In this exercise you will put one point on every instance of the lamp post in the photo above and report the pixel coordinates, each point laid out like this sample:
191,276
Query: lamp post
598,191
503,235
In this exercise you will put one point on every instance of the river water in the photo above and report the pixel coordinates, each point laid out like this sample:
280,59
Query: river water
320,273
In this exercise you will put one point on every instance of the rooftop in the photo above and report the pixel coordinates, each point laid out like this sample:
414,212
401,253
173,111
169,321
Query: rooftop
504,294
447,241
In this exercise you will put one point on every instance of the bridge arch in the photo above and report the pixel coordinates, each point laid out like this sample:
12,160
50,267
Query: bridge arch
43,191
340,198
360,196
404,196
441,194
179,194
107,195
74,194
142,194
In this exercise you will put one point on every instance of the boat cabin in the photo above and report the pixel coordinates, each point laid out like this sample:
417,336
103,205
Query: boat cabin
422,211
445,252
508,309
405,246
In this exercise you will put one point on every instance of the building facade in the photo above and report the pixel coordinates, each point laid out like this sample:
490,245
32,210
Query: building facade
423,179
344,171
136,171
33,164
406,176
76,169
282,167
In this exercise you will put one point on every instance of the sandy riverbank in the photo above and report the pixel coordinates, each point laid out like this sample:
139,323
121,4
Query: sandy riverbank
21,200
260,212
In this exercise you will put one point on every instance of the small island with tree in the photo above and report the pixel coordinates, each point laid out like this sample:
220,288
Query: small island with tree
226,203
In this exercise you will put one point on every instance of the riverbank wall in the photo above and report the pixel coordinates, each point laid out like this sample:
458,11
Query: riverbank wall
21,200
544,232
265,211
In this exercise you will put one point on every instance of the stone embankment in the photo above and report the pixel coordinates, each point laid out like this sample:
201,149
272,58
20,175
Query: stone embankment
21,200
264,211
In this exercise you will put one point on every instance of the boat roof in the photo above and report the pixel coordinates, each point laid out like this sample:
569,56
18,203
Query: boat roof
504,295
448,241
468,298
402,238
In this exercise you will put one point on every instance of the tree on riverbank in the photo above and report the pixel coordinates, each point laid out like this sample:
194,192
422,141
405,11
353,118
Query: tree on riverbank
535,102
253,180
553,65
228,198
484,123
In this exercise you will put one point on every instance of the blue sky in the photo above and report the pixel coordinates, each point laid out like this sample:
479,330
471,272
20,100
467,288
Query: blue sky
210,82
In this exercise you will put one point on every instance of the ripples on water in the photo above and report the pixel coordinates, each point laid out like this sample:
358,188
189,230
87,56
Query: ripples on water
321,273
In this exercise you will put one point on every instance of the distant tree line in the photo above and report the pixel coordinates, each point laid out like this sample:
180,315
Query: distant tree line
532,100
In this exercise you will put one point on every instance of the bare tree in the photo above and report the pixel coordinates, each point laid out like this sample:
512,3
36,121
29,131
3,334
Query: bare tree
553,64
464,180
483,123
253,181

> **Problem to solve**
Return all of the lines above verbatim, from the first through the last, with no changes.

> **Exercise answer**
In this exercise you will put one point on every instance of the lamp post in the photo above and report the pixel coordinates, each point laid out like this sample:
191,276
Query: lamp post
598,191
503,235
In this exercise you will put one point on every instance of the river water in the photo above and report the pixel coordinates, each point laid out like this sample:
280,59
Query: river water
320,273
In this exercise you will put one point on every instance of the rooftop in the photo above and report the pixel coordinates, each point laid out like this sample:
414,212
401,253
173,111
169,321
Query: rooftop
504,294
447,241
In this exercise you will put one point on every instance of the bridge arch in the photo above and report the pixel coordinates, each point laid out like this sample:
12,160
50,267
Query: bridge arch
43,191
340,198
360,196
404,196
441,194
179,194
107,195
74,194
142,194
In this exercise you will put one point on every instance of the boat cabin in the photo above and report the pixel coordinates, each point laid out like this sample:
417,336
103,205
Query: boat cabin
422,211
445,252
508,309
405,246
In this exercise you will put one point on every instance of the building facade in the photo above and report the pixel coordinates, each point laid out like this sample:
490,245
32,210
Query: building facade
423,179
344,171
136,171
33,164
406,176
76,169
282,167
In this exercise you will put one point on every instance of the sandy riverbank in the photo above and report the pixel coordinates, each point laid out like this sample:
139,323
121,4
Query: sandy riverbank
21,200
260,212
In this exercise you will put one point on every instance of the small island with tree in the photo above and report the pixel coordinates, each point laid out like this sample:
220,288
Query: small island with tree
226,203
In this exercise you will put one point on every instance of the riverbank wall in the photo above and report the pixel coordinates, each point laid out like this sample:
458,11
Query: riverbank wall
21,200
544,232
265,211
In this exercise you will put one point on every instance of the stone embankment in the photo above and report the pixel coordinates, each point laid out like this sample:
201,149
272,58
20,175
Query: stone embankment
21,200
264,211
In this exercise you will put one point on every instance of the boat roof in the photo above and report the pixel coordinates, each point laid out like this sample:
569,56
18,203
Query: boat roof
504,295
448,241
468,298
402,238
In this exercise you will put one point on every instance of the tree on riverbank in the photo above and report the pixel coordinates, each point laid out like this sample:
194,192
422,141
405,11
353,118
Query: tree on riverbank
535,102
253,180
553,65
228,198
484,123
In this exercise you will put one point on every instance of the blue sky in the photo above and report the pixel coordinates, each point laid out like this sample:
479,330
471,272
20,100
467,288
Query: blue sky
210,82
In this exercise you will put one point on every instance of the ripples on water in the photo above and report the pixel coordinates, each point laid out like this sample:
358,188
189,230
87,56
Query: ripples on water
321,273
In this exercise you will put one point on every instance of the distant tree line in the photo above and report the pixel coordinates, each point laid out like this sample:
180,315
Query: distant tree line
532,100
In this exercise you will put one point on every instance of the bare tree in the photo above and report the pixel coordinates, each point laid out like this sample:
512,3
36,121
29,131
3,334
Query: bare tree
553,64
464,180
483,123
253,181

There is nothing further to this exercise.